DEINE AUFGABE
Gib bitte den Teil des Auszugs zwischen „Für das pessimistische“ und „während des Lockdowns.“, beide einschließlich, noch einmal wieder. Tausche dabei „Immobilienmarkt“ gegen „Wohnungsmarkt“ aus.

AUSGEWÄHLTER AUSZUG
----

Für das pessimistische Szenario liesse sich seiner Meinung nach so argumentieren: Die Renditekurve ist der wichtigste Indikator für eine Rezession. Zudem könnte die derzeit grüne Ampel für den Immobilienmarkt schnell auf Rot umspringen. Denn die letzten zwei Jahre hätten zu einer rasanten Blasenbildung auf dem Immobilienmarkt geführt – aufgrund der aussergewöhnlichen Geldpolitik und des veränderten Verbraucherverhaltens während des Lockdowns.
Vereinfacht gesagt: Wenn man zu Hause bleiben müsse, sei man bereit, einen grösseren Teil seines heutigen – und künftigen – Vermögens für eine Immobilie auszugeben. Zweifellos sei die Lage dieses Mal anders als in früheren Phasen; der Indikator könnte also unzuverlässig sein. Zudem könnte die Ampel schnell auf Rot springen, wenn die Immobilienblase nach einer Wiedereröffnung der Wirtschaft platzt. "Deshalb sollten wir dieses grüne Signal ignorieren", sagt Woolnough.
Auch für eine optimistische Betrachtung liesse sich seiner Meinung nach das Argument "Diesmal ist es anders» heranziehen. Ansatzpunkt wäre ebenfalls die Renditekurve: Die Zentralbanken haben die langfristigen Zinssätze im Zuge der quantitativen Lockerung (QE) nach unten gedrückt. Diese Intervention habe die Signalwirkung der Renditekurve stark beeinträchtigt. Die Laufzeitprämie sei also durch die lockere Geldpolitik zerstört worden. "Daher sollten wir dieses rote Licht ignorieren", meint Woolnough auch hier.

----

UNTERSUCHTE DATEN
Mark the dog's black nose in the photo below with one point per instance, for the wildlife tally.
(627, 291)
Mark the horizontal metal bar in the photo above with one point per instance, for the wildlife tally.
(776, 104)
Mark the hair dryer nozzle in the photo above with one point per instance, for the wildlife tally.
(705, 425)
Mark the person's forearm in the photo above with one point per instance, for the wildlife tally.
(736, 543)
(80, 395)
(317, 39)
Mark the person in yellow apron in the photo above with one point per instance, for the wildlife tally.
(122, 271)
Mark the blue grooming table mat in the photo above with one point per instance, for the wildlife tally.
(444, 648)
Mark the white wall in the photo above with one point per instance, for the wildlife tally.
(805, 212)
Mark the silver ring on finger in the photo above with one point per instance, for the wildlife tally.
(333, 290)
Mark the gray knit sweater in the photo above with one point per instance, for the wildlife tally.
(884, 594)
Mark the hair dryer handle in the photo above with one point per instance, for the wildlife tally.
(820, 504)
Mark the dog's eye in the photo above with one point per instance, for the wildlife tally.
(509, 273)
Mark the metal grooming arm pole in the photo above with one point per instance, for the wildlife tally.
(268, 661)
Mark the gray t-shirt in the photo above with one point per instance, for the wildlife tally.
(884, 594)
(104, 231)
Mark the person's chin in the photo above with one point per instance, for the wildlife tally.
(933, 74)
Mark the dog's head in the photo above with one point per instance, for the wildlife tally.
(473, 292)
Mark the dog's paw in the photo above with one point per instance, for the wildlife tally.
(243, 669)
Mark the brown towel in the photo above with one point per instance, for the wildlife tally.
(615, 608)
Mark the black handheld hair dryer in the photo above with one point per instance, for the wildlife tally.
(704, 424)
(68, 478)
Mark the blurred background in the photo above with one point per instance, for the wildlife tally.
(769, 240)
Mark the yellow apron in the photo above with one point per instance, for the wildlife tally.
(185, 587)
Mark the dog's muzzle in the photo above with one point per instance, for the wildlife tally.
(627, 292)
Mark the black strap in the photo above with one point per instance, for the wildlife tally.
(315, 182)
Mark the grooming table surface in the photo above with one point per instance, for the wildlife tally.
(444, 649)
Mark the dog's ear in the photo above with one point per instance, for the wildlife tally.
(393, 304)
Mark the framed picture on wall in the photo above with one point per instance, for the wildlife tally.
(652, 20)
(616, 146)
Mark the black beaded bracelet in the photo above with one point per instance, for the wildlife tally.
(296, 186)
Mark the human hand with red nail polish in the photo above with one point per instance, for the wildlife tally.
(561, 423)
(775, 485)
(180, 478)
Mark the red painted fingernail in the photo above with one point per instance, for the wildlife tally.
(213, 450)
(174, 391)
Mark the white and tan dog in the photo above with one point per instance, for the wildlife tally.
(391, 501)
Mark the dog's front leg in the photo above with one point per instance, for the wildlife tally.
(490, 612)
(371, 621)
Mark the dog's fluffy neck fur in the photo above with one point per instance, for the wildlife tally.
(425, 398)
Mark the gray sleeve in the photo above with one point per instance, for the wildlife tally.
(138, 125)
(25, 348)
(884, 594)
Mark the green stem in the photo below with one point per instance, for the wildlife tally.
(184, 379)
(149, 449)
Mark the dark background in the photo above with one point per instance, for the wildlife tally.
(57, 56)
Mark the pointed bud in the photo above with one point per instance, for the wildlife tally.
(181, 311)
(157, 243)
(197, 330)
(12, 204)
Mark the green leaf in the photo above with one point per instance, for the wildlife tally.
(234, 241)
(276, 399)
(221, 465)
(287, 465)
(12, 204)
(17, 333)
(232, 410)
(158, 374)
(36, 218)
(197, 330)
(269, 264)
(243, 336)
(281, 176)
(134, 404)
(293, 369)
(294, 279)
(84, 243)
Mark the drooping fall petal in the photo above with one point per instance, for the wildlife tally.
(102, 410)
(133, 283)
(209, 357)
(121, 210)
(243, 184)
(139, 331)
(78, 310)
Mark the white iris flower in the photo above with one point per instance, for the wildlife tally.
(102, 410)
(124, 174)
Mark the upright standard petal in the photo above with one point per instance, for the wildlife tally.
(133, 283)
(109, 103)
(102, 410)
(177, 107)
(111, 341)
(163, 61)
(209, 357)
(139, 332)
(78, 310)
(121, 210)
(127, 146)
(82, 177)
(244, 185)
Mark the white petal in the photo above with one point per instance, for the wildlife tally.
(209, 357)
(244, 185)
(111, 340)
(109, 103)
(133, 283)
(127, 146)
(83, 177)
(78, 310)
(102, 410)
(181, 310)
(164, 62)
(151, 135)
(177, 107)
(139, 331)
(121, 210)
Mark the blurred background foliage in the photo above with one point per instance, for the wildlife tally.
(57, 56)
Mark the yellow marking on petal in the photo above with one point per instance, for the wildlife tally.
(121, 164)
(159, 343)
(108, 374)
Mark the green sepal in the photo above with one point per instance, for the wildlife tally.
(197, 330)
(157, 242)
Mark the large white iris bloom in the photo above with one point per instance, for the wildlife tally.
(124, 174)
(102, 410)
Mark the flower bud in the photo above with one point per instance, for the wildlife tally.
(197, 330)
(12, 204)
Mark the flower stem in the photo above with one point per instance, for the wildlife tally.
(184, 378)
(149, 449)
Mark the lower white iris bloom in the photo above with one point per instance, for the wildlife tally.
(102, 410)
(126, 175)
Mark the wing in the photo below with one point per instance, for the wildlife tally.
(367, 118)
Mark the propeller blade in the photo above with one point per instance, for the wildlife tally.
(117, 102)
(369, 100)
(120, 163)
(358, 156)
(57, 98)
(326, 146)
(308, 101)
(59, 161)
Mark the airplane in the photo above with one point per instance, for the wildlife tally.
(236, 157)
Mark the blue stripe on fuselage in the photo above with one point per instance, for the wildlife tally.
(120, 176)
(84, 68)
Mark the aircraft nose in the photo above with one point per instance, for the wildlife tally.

----

ANTWORT ZUR AUFGABE
Für das pessimistische Szenario liesse sich seiner Meinung nach so argumentieren: Die Renditekurve ist der wichtigste Indikator für eine Rezession. Zudem könnte die derzeit grüne Ampel für den Wohnungsmarkt schnell auf Rot umspringen. Denn die letzten zwei Jahre hätten zu einer rasanten Blasenbildung auf dem Wohnungsmarkt geführt – aufgrund der aussergewöhnlichen Geldpolitik und des veränderten Verbraucherverhaltens während des Lockdowns.